キャリア

企業の思惑とミスマッチ…「望まない管理職」に登用された女性社員たちの複雑胸中

自ら望んで女性管理職になったわけではないという(イメージ)

自ら望んで女性管理職になったわけではないという(イメージ)

 管理職になれば役職がつき給料も上がるが、なりたい人は少ないという現実がある。マンパワーグループが、役職についていない正社員20~50代の男女400名を対象に実施した調査「今後、管理職になりたいか」(2020年発表)によると、全体の8割超が「管理職になりたくない」(83.0%)と回答。男女別に見ると、女性で「管理職になりたい」と回答した人の割合は男性より低く、特に30代では、男性30.0%に対して女性16.0%と、その割合が約半分に留まっている。

 その一方で、最近は各企業で、女性管理職を増やす動きが進んでいる。女性管理職を増やしたい企業の思惑と、管理職になりたくない女性のミスマッチをどう考えるか。望まない管理職に登用された女性たちの、複雑な胸中に迫った。

「正直、他に適任の男性がたくさんいると思う」

 大手メーカーに勤める40代女性・Aさんは「氷河期世代」。就職活動時は熾烈な競争があったうえ、就職後も女性総合職が少ない男社会の環境で、結婚・出産をしながら淡々と働いてきた。そんなAさんに、部長職の声がかかったのは最近のことだ。

「男性ばかりの会社で、これまで管理職になる人は男性がほとんど。そもそも私の代ぐらいまで総合職の女性が採用されていなかったし、“女性は結婚や出産で辞めるもの”という風潮がまだまだあったので、上の世代の女性は結婚を機にみんな辞めてしまっている。女性が管理職にならないとかなれないとかではなくて、そもそも『いない』んですよね。
· · · · ·
- _作業指示_
1. 女性管理職についての記事と照らし合わせ、次の(a)〜(c)がそれぞれ記事の内容と合っているかを「はい」か「いいえ」で答えてください。判断の根拠となる記事の語句もそのまま引用してください。
(a) 調査の対象者は、役職についていない正社員400名である。
(b) 30代では、管理職になりたいと答えた女性の割合が男性を上回った。
(c) Aさんは外資系の金融機関に勤めている。
2. 女性管理職についての記事を、最後の文のあとから書き進めてください。

(位置指定とラベル付けの記録)
· · · · ·
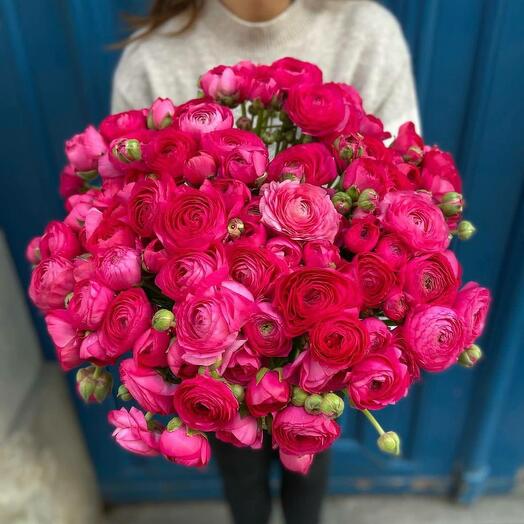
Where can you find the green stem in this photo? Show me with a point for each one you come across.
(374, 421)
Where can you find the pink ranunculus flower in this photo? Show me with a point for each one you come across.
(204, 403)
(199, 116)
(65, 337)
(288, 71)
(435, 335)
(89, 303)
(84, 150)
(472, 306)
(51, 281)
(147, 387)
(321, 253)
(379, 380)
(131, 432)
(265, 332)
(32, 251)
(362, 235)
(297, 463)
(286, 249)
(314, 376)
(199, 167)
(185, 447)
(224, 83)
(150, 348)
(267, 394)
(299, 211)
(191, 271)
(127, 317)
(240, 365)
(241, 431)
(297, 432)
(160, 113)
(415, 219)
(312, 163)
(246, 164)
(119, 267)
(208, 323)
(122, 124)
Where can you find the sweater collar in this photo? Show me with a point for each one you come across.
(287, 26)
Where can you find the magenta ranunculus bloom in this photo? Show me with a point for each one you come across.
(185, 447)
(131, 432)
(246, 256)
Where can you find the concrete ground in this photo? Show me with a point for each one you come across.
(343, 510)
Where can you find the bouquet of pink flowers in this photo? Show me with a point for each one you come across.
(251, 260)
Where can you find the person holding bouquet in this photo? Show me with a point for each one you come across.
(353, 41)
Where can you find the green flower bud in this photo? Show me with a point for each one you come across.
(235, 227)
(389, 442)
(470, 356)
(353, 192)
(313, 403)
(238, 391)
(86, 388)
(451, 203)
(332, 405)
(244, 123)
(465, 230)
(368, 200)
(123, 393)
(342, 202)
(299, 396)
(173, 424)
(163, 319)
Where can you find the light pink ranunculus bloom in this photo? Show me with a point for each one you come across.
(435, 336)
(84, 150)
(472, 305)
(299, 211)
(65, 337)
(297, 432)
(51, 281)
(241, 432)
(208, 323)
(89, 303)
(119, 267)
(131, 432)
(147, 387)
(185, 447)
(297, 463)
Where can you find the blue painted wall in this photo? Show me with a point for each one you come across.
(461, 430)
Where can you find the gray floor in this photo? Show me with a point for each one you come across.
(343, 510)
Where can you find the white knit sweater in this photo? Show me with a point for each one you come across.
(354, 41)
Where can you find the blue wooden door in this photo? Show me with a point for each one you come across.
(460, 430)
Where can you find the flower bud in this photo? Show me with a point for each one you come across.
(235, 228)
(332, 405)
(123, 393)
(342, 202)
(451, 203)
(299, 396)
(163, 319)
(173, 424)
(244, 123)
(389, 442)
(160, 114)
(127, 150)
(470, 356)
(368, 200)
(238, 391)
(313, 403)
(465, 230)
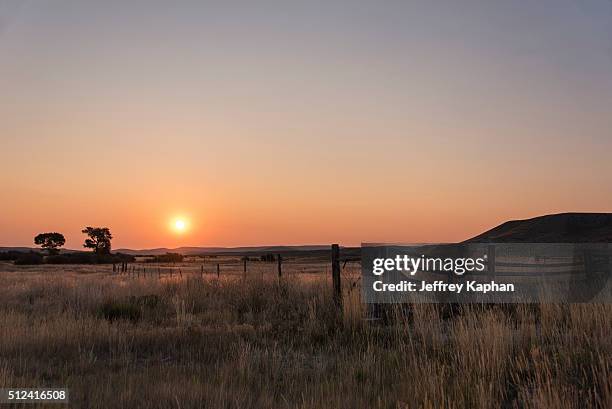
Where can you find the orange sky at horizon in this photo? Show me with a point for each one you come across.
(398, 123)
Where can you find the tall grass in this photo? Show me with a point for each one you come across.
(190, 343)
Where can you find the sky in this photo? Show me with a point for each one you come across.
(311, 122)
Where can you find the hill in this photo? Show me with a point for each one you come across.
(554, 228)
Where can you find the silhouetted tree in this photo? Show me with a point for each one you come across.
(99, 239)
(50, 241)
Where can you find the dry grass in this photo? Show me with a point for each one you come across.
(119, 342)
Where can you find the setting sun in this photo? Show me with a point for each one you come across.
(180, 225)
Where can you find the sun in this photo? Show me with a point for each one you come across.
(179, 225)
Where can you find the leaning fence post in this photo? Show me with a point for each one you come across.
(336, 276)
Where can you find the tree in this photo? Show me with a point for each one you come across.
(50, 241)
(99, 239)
· · · · ·
- _作業の回答_
1.
(a) はい。「役職についていない正社員20~50代の男女400名を対象に」
(b) いいえ。「男性30.0%に対して女性16.0%と、その割合が約半分に留まっている」
(c) いいえ。「大手メーカーに勤める40代女性・Aさん」

2.
 個人的には、それにあまり疑問も抱いていませんでした。いないものは仕方ないと諦めていた感じです。そんなところでここ数年は、上の世代から、私を管理職にしたがる空気をすごく感じるようになりました……。仕事が評価されたわけではなく、明らかに、数少ない『女性だから』という理由なんです。実際、そういう話を耳に挟んでしまいましたし。それでいいのかと思いますけどね……」(Aさん)

 モヤモヤするAさんだが、悩んだ末に管理職になることを決断した。決め手は「使命感」だったという。

「正直、他に適任の男性がたくさんいると思うんです。でも、自分が若手だった頃、上の世代で“普通”に働いている女性社員がいないのが寂しかったことを思い出しました。上の世代で、社内にいる女性は、一般職で事務のスペシャリストみたいな人か、東大卒でアメリカでMBAを取ってきたような“バリキャリすぎる”転職組のどちらかしかいない。少しでも後輩の女性たちに、『こういう女もいるんだよ』ということを伝えられたらいいな、と思っています」(Aさん)

 Aさんは管理職登用のあるべき姿について、こう考えている。

「年功序列や女性比率を上げるためという理由ではなく、やりたい人、もしくは能力がある人が管理職になるようになることが、やっぱり理想ですよね。中にはプレイヤー向きで、マネジメントに向かない人もいるわけですから」(Aさん)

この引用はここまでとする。